• **Task prompt**:
Rewrite each of the items below, changing "bounding box" to "enclosing rectangle" wherever it occurs and leaving every other word unchanged.

• **Input for this task**:
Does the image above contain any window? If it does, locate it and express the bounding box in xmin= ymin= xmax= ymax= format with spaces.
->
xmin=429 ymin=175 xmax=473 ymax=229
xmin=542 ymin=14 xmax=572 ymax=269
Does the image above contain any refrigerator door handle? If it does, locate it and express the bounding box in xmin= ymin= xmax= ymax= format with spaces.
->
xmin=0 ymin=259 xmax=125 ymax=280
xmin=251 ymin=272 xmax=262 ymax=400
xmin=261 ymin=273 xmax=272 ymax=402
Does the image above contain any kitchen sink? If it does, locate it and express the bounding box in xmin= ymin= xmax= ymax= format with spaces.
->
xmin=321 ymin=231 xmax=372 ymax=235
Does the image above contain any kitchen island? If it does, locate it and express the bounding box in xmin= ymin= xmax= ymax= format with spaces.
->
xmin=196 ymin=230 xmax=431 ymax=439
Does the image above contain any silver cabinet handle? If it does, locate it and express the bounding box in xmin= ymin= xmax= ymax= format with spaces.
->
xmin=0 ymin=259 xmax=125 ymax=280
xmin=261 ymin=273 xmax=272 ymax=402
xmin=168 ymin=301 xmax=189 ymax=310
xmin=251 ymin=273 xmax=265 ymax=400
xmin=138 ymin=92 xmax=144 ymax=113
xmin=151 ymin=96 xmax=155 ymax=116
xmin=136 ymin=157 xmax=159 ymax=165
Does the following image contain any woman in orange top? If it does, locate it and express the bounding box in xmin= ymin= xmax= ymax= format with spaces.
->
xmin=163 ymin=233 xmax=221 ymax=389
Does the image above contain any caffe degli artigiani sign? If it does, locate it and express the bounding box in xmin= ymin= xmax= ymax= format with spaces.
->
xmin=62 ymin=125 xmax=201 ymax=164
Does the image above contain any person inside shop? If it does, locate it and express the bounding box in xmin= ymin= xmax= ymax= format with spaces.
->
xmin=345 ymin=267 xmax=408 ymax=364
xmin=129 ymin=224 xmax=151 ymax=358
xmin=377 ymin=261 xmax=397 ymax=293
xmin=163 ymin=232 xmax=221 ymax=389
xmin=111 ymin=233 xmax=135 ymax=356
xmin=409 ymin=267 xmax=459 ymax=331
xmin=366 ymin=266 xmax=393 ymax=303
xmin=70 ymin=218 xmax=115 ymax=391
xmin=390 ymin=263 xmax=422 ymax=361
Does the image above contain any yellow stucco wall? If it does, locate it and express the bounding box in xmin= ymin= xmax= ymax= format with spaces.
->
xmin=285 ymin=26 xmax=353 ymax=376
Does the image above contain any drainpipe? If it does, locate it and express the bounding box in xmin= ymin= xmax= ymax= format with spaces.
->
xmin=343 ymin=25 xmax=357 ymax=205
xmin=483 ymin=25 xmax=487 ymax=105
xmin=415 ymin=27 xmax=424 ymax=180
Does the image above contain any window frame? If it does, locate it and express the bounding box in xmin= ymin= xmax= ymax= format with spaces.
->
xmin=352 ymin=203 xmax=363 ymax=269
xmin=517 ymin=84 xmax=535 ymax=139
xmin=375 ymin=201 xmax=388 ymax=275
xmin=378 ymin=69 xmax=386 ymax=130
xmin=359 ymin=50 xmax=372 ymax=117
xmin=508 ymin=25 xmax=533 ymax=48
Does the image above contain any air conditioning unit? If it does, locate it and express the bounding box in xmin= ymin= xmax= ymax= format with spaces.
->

• **Solution**:
Does the image above contain any window? If it does, locate it and express the enclosing rectangle in xmin= ymin= xmax= ymax= format with spaces.
->
xmin=429 ymin=175 xmax=473 ymax=229
xmin=542 ymin=14 xmax=572 ymax=269
Does the image above contain any refrigerator door handle? If it does, locate it and express the enclosing rectangle in xmin= ymin= xmax= ymax= format with spaces.
->
xmin=0 ymin=259 xmax=125 ymax=280
xmin=251 ymin=272 xmax=262 ymax=400
xmin=261 ymin=273 xmax=272 ymax=402
Does the image above contain any kitchen sink? If it does, locate it and express the enclosing rectangle in xmin= ymin= xmax= ymax= format with spaces.
->
xmin=321 ymin=231 xmax=372 ymax=235
Does the image above contain any kitchen island? If it does, locate it and express the enclosing rectangle in xmin= ymin= xmax= ymax= format with spaces.
->
xmin=196 ymin=230 xmax=431 ymax=439
Does the image above contain any silver cabinet handle? If it does, locate it and express the enclosing rectangle in xmin= ymin= xmax= ymax= format with spaces.
->
xmin=0 ymin=259 xmax=125 ymax=280
xmin=261 ymin=273 xmax=272 ymax=402
xmin=168 ymin=301 xmax=189 ymax=310
xmin=251 ymin=273 xmax=265 ymax=400
xmin=138 ymin=92 xmax=144 ymax=113
xmin=151 ymin=96 xmax=155 ymax=116
xmin=136 ymin=157 xmax=159 ymax=165
Does the following image contain any woman in orange top? If it does, locate it and express the enclosing rectangle in xmin= ymin= xmax= ymax= format with spaces.
->
xmin=163 ymin=233 xmax=221 ymax=389
Does the image above contain any caffe degli artigiani sign? If it does, locate it and express the enclosing rectangle in xmin= ymin= xmax= ymax= format with spaces.
->
xmin=62 ymin=125 xmax=201 ymax=164
Does the image above contain any person inside shop? If it does, locate it and express the enclosing rectangle in xmin= ymin= xmax= ymax= format with spaces.
->
xmin=345 ymin=267 xmax=408 ymax=364
xmin=129 ymin=224 xmax=151 ymax=358
xmin=377 ymin=261 xmax=397 ymax=293
xmin=163 ymin=232 xmax=221 ymax=389
xmin=111 ymin=233 xmax=135 ymax=356
xmin=409 ymin=267 xmax=459 ymax=331
xmin=366 ymin=266 xmax=393 ymax=303
xmin=70 ymin=218 xmax=115 ymax=391
xmin=390 ymin=263 xmax=422 ymax=361
Does the image above contain any yellow stucco wall? If it does, locate it and express the enclosing rectangle in xmin= ymin= xmax= ymax= format with spaces.
->
xmin=285 ymin=26 xmax=353 ymax=376
Does the image above contain any drainpipe? If it does, locate it and express the enclosing rectangle in xmin= ymin= xmax= ymax= format with spaces.
->
xmin=343 ymin=25 xmax=357 ymax=205
xmin=483 ymin=25 xmax=487 ymax=105
xmin=415 ymin=27 xmax=424 ymax=180
Does the image above contain any window frame? If it does, locate it and express the enclosing rectangle in xmin= ymin= xmax= ymax= format with spaces.
->
xmin=352 ymin=203 xmax=363 ymax=269
xmin=517 ymin=84 xmax=535 ymax=139
xmin=375 ymin=201 xmax=388 ymax=275
xmin=378 ymin=69 xmax=386 ymax=130
xmin=359 ymin=50 xmax=372 ymax=117
xmin=508 ymin=25 xmax=533 ymax=48
Does the image above contain any air conditioning unit? If it does, locate it and express the enclosing rectangle in xmin= ymin= xmax= ymax= format with spaces.
->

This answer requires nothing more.